Task item A:
List every short name that the article on the Argos deferred prosecution agreement defines in parentheses, each with the full name it stands for.
Task item B:
Extend the article on the Argos deferred prosecution agreement, starting after its last sentence.

Reading text:
In early January 2021, the U.S. Department of Justice’s (“the DOJ”) Antitrust Division (“the Division”) announced a Deferred Prosecution Agreement (“DPA”) with Argos USA LLC (“Argos” or “the Company”).1 While DPAs have been used to resolve prosecutions in other Divisions of the DOJ, the Antitrust Division has considered DPAs only since a policy shift in 2019. Under the new policy, DPAs were to be applied in limited situations where a company committed an antitrust crime despite having an effective compliance program. Division leadership has further suggested that the compliance program in place at the time of the antitrust violation would need to be robust and thoughtful, and that DPAs would be considered only for companies that self-reported misconduct.2 The Argos DPA suggests, at least during the waning days of the Trump administration, that the policy is more flexible than originally announced. The use of a DPA against Argos seems surprising in at least two important respects. First, Argos operates in the concrete business, which has been a repeated focus of criminal antitrust enforcement over many decades. It is curious that the DOJ would want to apply its novel DPA policy to an industry with such a history. Second, while having an effective compliance program was a prerequisite for the Division to consider a DPA, it appears, based on the public record, that Argos’ compliance program was in need of reform and enhancement. These are not the only oddities of the case, as we will explore in greater detail here.

Case Background & Argos’ Deferred Prosecution Agreement Terms

Argos’ embroilment in a conspiracy to suppress and eliminate competition by agreeing to fix prices, rig bids, and allocate markets for sales of ready-mix concrete in the greater Savannah, Georgia area began nearly a decade ago and ended sometime in 2016.3 In October of 2011, Argos acquired assets of a ready-mix concrete supplier and gained two employees through the same transaction, Gregory Hall Melton (“Melton”) and James Clayton Pedrick (“Pedrick”).4 Melton and Pedrick, unbeknownst to Argos, had been engaging in the illegal anticompetitive conduct described above since sometime in 2010.5 The conduct continued after the asset acquisition.6

Years later, Argos paid the consequences for failing to uncover and remediate the misconduct it had unknowingly acquired. In the DPA, the Company admitted its role in the conspiracy and agreed to pay a monetary penalty in the amount of $20,024,015 to the U.S. Department of the Treasury.7 The criminal antitrust case against Argos may have potential roots in at least two separate civil suits originally brought in 2017 against multiple companies in the concrete business, in which the DOJ later intervened and was granted requests for discovery stays.8 In September of 2020, Evans Concrete LLC, a company named in the original 2017 lawsuits, was indicted along with, among others, Melton and Pedrick.

Available data:

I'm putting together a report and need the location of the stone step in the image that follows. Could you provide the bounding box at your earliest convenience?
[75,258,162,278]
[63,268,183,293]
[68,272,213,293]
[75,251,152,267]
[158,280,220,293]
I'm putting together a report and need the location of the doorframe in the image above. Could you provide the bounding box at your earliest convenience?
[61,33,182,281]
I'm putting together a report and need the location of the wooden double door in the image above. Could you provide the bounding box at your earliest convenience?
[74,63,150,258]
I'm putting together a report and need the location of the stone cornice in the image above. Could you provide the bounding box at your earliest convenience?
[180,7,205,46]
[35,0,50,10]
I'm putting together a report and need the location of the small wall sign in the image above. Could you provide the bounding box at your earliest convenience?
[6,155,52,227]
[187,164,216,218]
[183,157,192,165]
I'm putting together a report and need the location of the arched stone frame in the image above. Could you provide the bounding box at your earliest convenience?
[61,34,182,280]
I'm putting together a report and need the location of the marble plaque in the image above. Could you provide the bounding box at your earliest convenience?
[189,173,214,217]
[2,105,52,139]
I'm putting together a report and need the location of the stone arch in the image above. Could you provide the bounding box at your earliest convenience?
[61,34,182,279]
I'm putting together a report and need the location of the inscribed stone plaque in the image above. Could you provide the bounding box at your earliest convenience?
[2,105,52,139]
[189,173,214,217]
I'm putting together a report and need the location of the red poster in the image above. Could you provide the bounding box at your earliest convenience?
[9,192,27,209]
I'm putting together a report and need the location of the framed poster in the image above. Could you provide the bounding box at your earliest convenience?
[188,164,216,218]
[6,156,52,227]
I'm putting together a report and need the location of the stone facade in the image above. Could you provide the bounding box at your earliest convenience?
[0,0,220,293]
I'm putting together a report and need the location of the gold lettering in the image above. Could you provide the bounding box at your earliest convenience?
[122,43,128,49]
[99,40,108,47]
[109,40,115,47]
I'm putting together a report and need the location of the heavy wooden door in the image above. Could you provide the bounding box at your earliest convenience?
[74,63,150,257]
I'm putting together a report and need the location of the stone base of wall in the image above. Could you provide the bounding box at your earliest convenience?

Exercise result A:
- "the DOJ": the U.S. Department of Justice
- "the Division": the DOJ's Antitrust Division
- "DPA": Deferred Prosecution Agreement
- "Argos": Argos USA LLC
- "the Company": Argos USA LLC
- "Melton": Gregory Hall Melton
- "Pedrick": James Clayton Pedrick

Exercise result B:
In its DPA with Argos, the Division lists several facts that it took into account when it decided to enter into the agreement with the Company. The central factors that seem to weigh in favor of a DPA for Argos, in summary form, include:9

  • Illegal conduct limited to a small number of employees who joined Argos in an asset acquisition in 2011 — after the conspiracy had already begun — and who worked in a local sales office that employed less than 1% of Argos’ workforce and that was responsible for approximately 1% of Argos’ annual revenues
  • Prior indictment of the two former employees — Melton and Pedrick — primarily responsible for the Company’s participation in the charged conspiracy
  • Argos’ cooperation with the DOJ since August of 2020 and its agreement to aid the prosecution of its co-conspirators
  • Argos’ enhancement of its compliance program and internal controls, ensuring that its compliance program satisfies minimum elements set forth by the Division
  • Argos’ remedial actions to address the misconduct, including revising and enhancing its antitrust program, conducting specific antitrust training for Savannah-area employees, and terminating the employees primarily responsible for the Company’s participation in the illegal conduct

Argos’ Compliance Program’s Need for “Enhancement” at Odds with Division Messaging Around Importance of Strong Corporate Compliance Programs

While it is not clear from the DPA the extent to which Argos’ compliance program weighed in favor of the Division’s decision to execute such an agreement with the Company, it seems unlikely that it played a major role. The DPA’s focus on ongoing enhancements to Argos’ compliance program — a focus that is highlighted by two separate addenda: one on improving its compliance program (Attachment C)10 and one on reporting on the effectiveness of its compliance program to the U.S. Government (Attachment D)11 — suggests that Argos’ compliance program’s effectiveness had room for improvement.

This is in tension with compliance policy changes the Division implemented in 2019. As we have previously discussed here, under the new policy, a company that self-reports misconduct, but is not first in the door to self-report, may be eligible to obtain a deferred prosecution agreement if its compliance program resulted in the detection and remediation of the violation and if the company then cooperates with the Division’s investigation.12 Even with a compliance program in place, however, a DPA is not guaranteed.13 While recent antitrust compliance program guidance recognizes that “no compliance program can ever prevent all criminal activity by a corporation’s employees,” it also stresses “whether the program is adequately designed for maximum effectiveness in preventing and detecting wrongdoing by employees,” as a critical factor.14 And yet, Argos’ compliance program requires “continu[ed] enhancement.”15

Based on this, it is fair to conclude that other factors were more important here, such as that: the illegal conduct involved a small number of employees; the illegal conduct began prior to acquisition; Argos management was unaware of any illegal conduct; those employees primarily responsible have already been terminated; and Argos has agreed to cooperate with DOJ in prosecuting the former employees.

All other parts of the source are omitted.